<<<<

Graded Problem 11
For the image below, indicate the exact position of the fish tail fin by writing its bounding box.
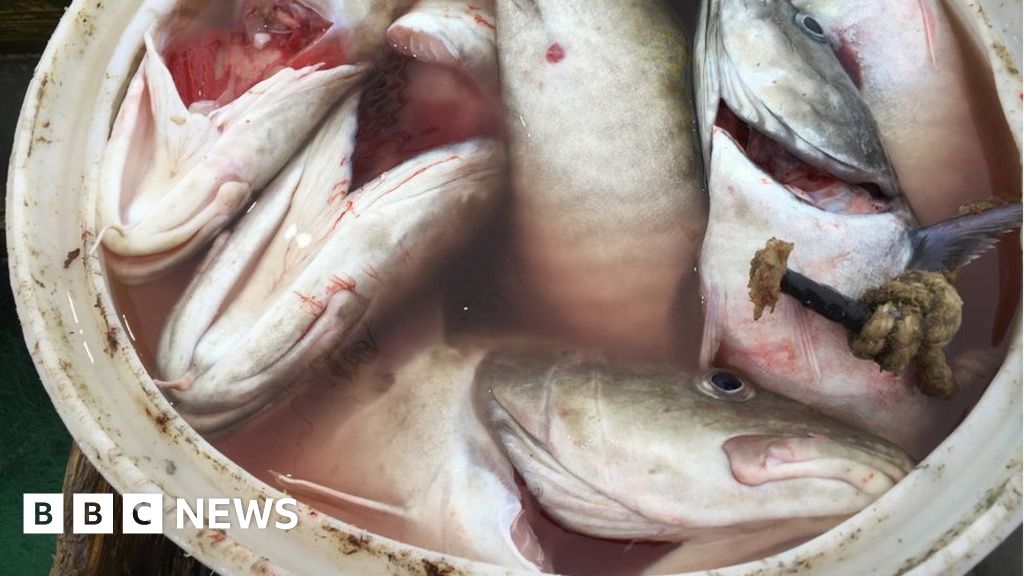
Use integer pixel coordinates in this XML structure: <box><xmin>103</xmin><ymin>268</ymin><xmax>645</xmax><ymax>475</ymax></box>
<box><xmin>700</xmin><ymin>282</ymin><xmax>725</xmax><ymax>368</ymax></box>
<box><xmin>918</xmin><ymin>0</ymin><xmax>936</xmax><ymax>68</ymax></box>
<box><xmin>910</xmin><ymin>202</ymin><xmax>1024</xmax><ymax>272</ymax></box>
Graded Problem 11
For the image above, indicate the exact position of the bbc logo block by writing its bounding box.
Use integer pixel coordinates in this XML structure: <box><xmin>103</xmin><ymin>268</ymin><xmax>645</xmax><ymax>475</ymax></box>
<box><xmin>23</xmin><ymin>494</ymin><xmax>299</xmax><ymax>534</ymax></box>
<box><xmin>121</xmin><ymin>494</ymin><xmax>164</xmax><ymax>534</ymax></box>
<box><xmin>22</xmin><ymin>487</ymin><xmax>164</xmax><ymax>534</ymax></box>
<box><xmin>22</xmin><ymin>494</ymin><xmax>63</xmax><ymax>534</ymax></box>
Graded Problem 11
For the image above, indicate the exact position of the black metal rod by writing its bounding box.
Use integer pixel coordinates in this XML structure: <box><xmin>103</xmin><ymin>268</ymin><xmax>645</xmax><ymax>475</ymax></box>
<box><xmin>780</xmin><ymin>270</ymin><xmax>871</xmax><ymax>332</ymax></box>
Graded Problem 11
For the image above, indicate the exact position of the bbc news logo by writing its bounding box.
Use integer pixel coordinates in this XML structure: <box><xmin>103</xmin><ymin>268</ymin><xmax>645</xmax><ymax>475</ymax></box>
<box><xmin>22</xmin><ymin>494</ymin><xmax>299</xmax><ymax>534</ymax></box>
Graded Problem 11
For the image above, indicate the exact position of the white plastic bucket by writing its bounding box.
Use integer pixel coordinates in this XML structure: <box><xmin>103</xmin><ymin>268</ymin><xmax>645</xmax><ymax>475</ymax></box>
<box><xmin>7</xmin><ymin>0</ymin><xmax>1022</xmax><ymax>575</ymax></box>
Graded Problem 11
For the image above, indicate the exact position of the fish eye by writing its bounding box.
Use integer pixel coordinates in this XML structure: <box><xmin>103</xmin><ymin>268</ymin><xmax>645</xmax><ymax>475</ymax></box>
<box><xmin>697</xmin><ymin>371</ymin><xmax>756</xmax><ymax>402</ymax></box>
<box><xmin>796</xmin><ymin>12</ymin><xmax>825</xmax><ymax>42</ymax></box>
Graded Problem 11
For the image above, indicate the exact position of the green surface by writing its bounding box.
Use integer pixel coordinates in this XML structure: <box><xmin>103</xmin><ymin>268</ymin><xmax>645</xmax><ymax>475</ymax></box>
<box><xmin>0</xmin><ymin>51</ymin><xmax>71</xmax><ymax>575</ymax></box>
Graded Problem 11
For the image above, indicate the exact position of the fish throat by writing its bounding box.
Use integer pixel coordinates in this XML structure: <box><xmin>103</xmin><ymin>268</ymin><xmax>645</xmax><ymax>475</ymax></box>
<box><xmin>715</xmin><ymin>101</ymin><xmax>894</xmax><ymax>214</ymax></box>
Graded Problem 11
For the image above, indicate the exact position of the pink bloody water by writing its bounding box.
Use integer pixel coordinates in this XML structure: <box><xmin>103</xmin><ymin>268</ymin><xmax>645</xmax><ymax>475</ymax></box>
<box><xmin>111</xmin><ymin>2</ymin><xmax>1021</xmax><ymax>574</ymax></box>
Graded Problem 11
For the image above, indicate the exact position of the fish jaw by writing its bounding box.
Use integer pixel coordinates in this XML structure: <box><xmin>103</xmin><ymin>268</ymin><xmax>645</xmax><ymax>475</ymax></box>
<box><xmin>794</xmin><ymin>0</ymin><xmax>1020</xmax><ymax>225</ymax></box>
<box><xmin>158</xmin><ymin>135</ymin><xmax>504</xmax><ymax>431</ymax></box>
<box><xmin>477</xmin><ymin>344</ymin><xmax>912</xmax><ymax>553</ymax></box>
<box><xmin>694</xmin><ymin>0</ymin><xmax>900</xmax><ymax>198</ymax></box>
<box><xmin>722</xmin><ymin>435</ymin><xmax>913</xmax><ymax>496</ymax></box>
<box><xmin>97</xmin><ymin>31</ymin><xmax>364</xmax><ymax>284</ymax></box>
<box><xmin>700</xmin><ymin>129</ymin><xmax>954</xmax><ymax>456</ymax></box>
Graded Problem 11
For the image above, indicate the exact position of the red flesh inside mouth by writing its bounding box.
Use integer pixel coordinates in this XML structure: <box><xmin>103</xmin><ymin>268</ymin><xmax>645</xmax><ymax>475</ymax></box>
<box><xmin>163</xmin><ymin>0</ymin><xmax>345</xmax><ymax>107</ymax></box>
<box><xmin>352</xmin><ymin>54</ymin><xmax>503</xmax><ymax>190</ymax></box>
<box><xmin>715</xmin><ymin>104</ymin><xmax>890</xmax><ymax>214</ymax></box>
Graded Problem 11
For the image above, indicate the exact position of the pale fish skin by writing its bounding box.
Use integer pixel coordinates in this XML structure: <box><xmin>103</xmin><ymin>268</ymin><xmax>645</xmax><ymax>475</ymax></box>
<box><xmin>496</xmin><ymin>0</ymin><xmax>707</xmax><ymax>358</ymax></box>
<box><xmin>387</xmin><ymin>0</ymin><xmax>498</xmax><ymax>89</ymax></box>
<box><xmin>218</xmin><ymin>336</ymin><xmax>545</xmax><ymax>572</ymax></box>
<box><xmin>700</xmin><ymin>129</ymin><xmax>995</xmax><ymax>457</ymax></box>
<box><xmin>477</xmin><ymin>347</ymin><xmax>913</xmax><ymax>572</ymax></box>
<box><xmin>794</xmin><ymin>0</ymin><xmax>1020</xmax><ymax>224</ymax></box>
<box><xmin>158</xmin><ymin>80</ymin><xmax>505</xmax><ymax>431</ymax></box>
<box><xmin>694</xmin><ymin>0</ymin><xmax>900</xmax><ymax>197</ymax></box>
<box><xmin>97</xmin><ymin>0</ymin><xmax>411</xmax><ymax>284</ymax></box>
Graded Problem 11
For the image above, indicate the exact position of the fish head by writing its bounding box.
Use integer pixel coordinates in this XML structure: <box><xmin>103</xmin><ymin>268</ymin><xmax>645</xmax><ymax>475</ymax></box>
<box><xmin>694</xmin><ymin>0</ymin><xmax>900</xmax><ymax>199</ymax></box>
<box><xmin>698</xmin><ymin>123</ymin><xmax>1021</xmax><ymax>456</ymax></box>
<box><xmin>476</xmin><ymin>344</ymin><xmax>912</xmax><ymax>546</ymax></box>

>>>>

WHAT TO PRODUCE:
Please gather every line of the records that contains the word "logo" and copy each one in full. Case counts when matching.

EXERCISE ANSWER:
For the image above, indicate the exact position of the bbc logo block by writing its bounding box.
For the image above, indicate the exact position of the bbc news logo by writing its bounding box.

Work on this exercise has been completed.